### GIVEN PASSAGE:
##############################

The year before I got married, I moved back in with my parents. It was among the worst and longest years of my life. The arrangement was complicated by unforeseen circumstances: My newly divorced sister and her son also moved in with my parents, and my nephew stayed in what had once been my bedroom—with no remaining bedroom in the house. No big deal, I thought. I assured my parents I could just sleep on the couch for a year. I needed a place to stay, I was too religiously traditional to move in with my fiancé, and a year would be over in no time.
I was wrong. The mental picture I have of that time—of getting ready for marriage and trying to finish a doctoral dissertation—is of my car. Almost irresistibly, it became the “place” where I spent more time than anywhere else. Deprived of privacy, the car became the only place for my fiancé and I to talk, and—not really having an office or place to read or write—I was constantly on the go, migrating from coffee shop to library. The rest of my life that year was spent borrowing space from other people, permanently mindful of the time left on the parking meter. Notably, during that time, I couldn’t have told you what was going on in my local community, or who the mayor was, or what the city council was dealing with.

##############################

Location identification rows

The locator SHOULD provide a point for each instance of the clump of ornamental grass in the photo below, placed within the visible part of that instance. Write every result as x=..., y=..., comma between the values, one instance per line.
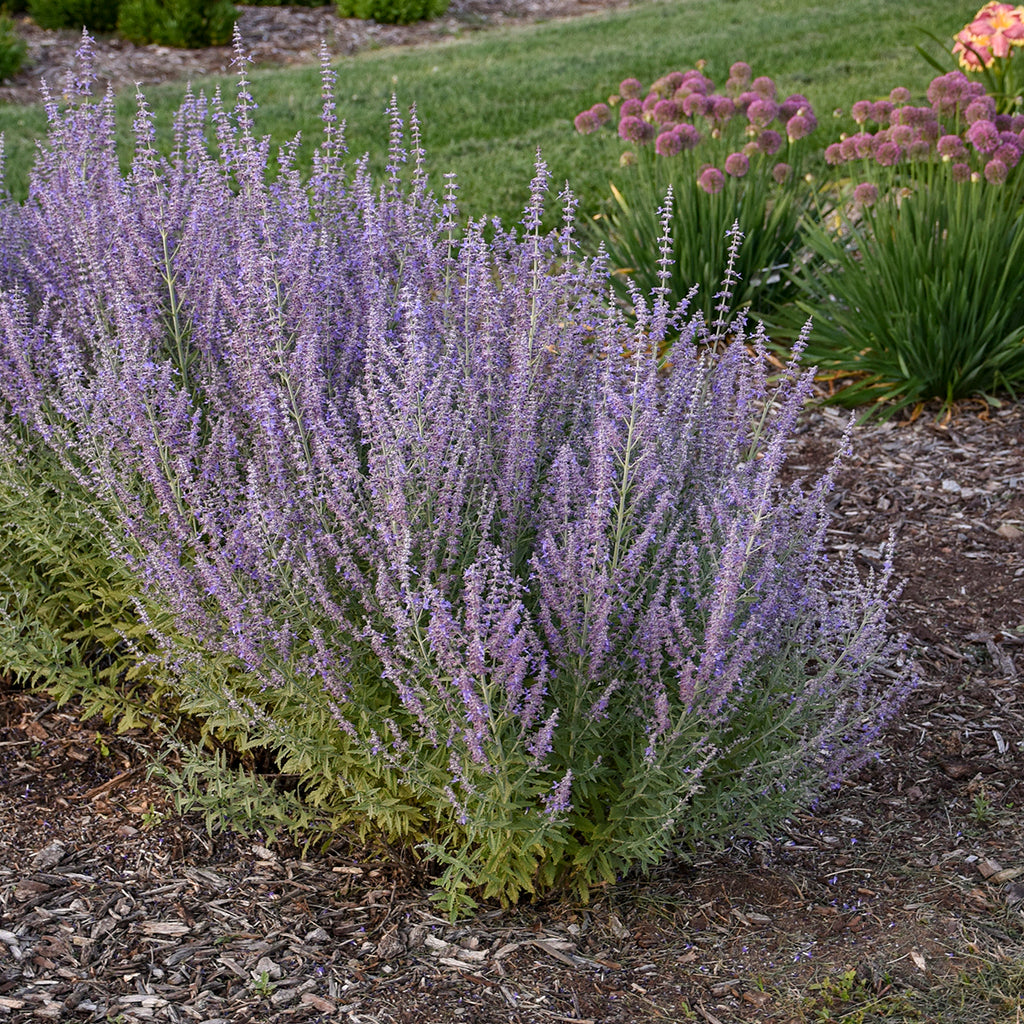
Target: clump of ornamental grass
x=913, y=271
x=730, y=156
x=421, y=513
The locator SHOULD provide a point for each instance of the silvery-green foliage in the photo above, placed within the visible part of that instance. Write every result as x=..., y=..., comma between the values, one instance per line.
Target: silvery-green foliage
x=421, y=512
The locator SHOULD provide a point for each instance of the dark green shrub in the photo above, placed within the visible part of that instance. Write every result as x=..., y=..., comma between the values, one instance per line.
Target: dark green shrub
x=96, y=15
x=393, y=11
x=177, y=23
x=12, y=49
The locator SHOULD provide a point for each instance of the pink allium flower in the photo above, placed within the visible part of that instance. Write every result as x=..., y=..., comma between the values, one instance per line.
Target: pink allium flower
x=736, y=165
x=689, y=137
x=861, y=111
x=762, y=112
x=834, y=155
x=797, y=103
x=951, y=147
x=983, y=136
x=666, y=112
x=635, y=130
x=799, y=126
x=889, y=154
x=740, y=73
x=866, y=194
x=882, y=111
x=631, y=88
x=982, y=109
x=668, y=144
x=995, y=172
x=769, y=141
x=695, y=104
x=961, y=172
x=712, y=180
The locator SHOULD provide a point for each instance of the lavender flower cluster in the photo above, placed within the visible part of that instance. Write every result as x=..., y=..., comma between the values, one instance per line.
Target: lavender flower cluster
x=960, y=128
x=682, y=109
x=493, y=584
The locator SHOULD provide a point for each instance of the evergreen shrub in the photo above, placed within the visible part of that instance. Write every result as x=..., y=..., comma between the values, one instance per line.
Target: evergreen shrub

##############################

### TASKS TO COMPLETE:
[a] Translate this sentence from the passage about moving back home into Spanish: "It was among the worst and longest years of my life."
[b] Carry on writing the passage about moving back home, picking up after its final sentence.
These rows were taken from a different source than the passage about moving back home.

### THE REPLIES:
[a] Fue uno de los peores y más largos años de mi vida.

[b]
The Trump administration’s recent suggestion of a 50-year mortgage brought to mind that miserable time. There is much to say about what this would mean in financial terms. It would cost buyers tens of thousands of dollars in interest payments to lenders, drive up housing prices by increasing demand without expanding supply, and fail to create generational wealth while only making the monthly expense of home “ownership” marginally more bearable. But what is more easily overlooked but arguably more pressing is how this lifelong renting—in effect, what paying off a 50-year mortgage is—would condition life and what that conditioning would mean politically.
“To introduce permanent renting is to take away political freedom.”
In a word, to introduce permanent renting is to take away political freedom, and not just because of economic disadvantages. More fundamentally, permanent renting conditions people in ways that are antithetical to political freedom. Not having a secure place in the world shapes you, and what it shapes you into is the kind of person who isn’t able truly to engage in politics, even if there are no explicit legal barriers keeping you from participating. Impermanence conditions people out of political life. So not only would the 50-year mortgage intensify and aggravate the problem it purports to solve—people’s ability to buy their own homes—but in the process it would also effectively disenfranchise the millions of people who would come to live under its antipolitical conditions.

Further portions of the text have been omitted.